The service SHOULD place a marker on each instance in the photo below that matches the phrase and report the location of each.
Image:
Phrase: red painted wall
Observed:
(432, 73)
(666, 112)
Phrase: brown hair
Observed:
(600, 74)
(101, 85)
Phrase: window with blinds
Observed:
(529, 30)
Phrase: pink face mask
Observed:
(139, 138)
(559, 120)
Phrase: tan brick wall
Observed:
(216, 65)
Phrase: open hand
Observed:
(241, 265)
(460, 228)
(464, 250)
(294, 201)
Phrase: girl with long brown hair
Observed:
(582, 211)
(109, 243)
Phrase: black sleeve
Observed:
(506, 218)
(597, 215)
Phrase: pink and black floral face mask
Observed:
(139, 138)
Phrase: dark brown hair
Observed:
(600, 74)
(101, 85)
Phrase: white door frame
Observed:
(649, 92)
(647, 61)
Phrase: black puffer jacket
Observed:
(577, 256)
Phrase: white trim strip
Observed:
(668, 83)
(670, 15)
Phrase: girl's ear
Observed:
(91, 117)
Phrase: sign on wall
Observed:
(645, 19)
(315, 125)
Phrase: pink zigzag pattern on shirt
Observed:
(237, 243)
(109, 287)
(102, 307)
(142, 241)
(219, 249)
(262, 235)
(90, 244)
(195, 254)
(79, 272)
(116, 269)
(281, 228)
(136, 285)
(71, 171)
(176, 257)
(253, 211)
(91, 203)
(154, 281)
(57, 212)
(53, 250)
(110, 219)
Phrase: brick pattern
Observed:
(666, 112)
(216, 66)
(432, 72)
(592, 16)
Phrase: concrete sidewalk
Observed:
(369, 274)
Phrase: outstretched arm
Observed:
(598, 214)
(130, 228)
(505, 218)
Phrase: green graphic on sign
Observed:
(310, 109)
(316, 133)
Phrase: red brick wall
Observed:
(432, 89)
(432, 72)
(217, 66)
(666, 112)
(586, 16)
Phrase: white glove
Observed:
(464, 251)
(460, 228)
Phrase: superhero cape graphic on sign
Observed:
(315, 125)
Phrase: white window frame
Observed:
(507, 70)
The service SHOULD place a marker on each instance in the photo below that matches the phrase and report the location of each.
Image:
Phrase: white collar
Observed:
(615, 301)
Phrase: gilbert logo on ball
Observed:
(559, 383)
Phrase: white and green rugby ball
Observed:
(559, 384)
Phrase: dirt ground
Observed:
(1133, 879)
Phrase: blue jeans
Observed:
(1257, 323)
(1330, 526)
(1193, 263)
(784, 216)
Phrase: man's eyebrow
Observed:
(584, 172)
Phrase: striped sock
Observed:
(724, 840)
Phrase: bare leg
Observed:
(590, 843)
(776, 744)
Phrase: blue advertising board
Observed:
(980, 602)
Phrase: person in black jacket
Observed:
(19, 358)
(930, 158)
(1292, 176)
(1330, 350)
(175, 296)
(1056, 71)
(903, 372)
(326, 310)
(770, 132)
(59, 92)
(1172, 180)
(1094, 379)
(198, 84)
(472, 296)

════════

**JOB**
Take the lines above from the one holding "Phrase: concrete sidewalk" to the last and output them exactly.

**OUTPUT FOR THIS EXERCISE**
Phrase: concrete sidewalk
Observed:
(369, 274)
Phrase: outstretched arm
Observed:
(598, 214)
(130, 228)
(505, 218)
Phrase: green graphic on sign
Observed:
(310, 109)
(316, 133)
Phrase: red brick wall
Observed:
(432, 89)
(432, 72)
(217, 66)
(666, 112)
(586, 16)
Phrase: white glove
Observed:
(464, 251)
(460, 228)
Phrase: superhero cape graphic on sign
Observed:
(315, 125)
Phrase: white window frame
Observed:
(507, 70)
The service SHOULD place a marker on each instance in the photo below that matches the phrase and report the location of each.
Image:
Phrase: white collar
Observed:
(615, 301)
Phrase: gilbert logo on ball
Observed:
(559, 383)
Phrase: white and green rugby ball
Observed:
(559, 384)
Phrase: dirt ground
Observed:
(1133, 879)
Phrase: blue jeans
Observed:
(1257, 323)
(1330, 526)
(1193, 263)
(784, 216)
Phrase: man's eyebrow
Observed:
(584, 172)
Phrase: striped sock
Observed:
(724, 840)
Phrase: bare leg
Observed:
(590, 843)
(776, 744)
Phrase: blue advertising board
Observed:
(980, 602)
Phrase: person in black jacket
Observed:
(19, 358)
(930, 158)
(1292, 176)
(1330, 350)
(175, 296)
(1056, 71)
(903, 372)
(326, 310)
(770, 132)
(59, 92)
(1172, 180)
(1094, 379)
(198, 84)
(472, 296)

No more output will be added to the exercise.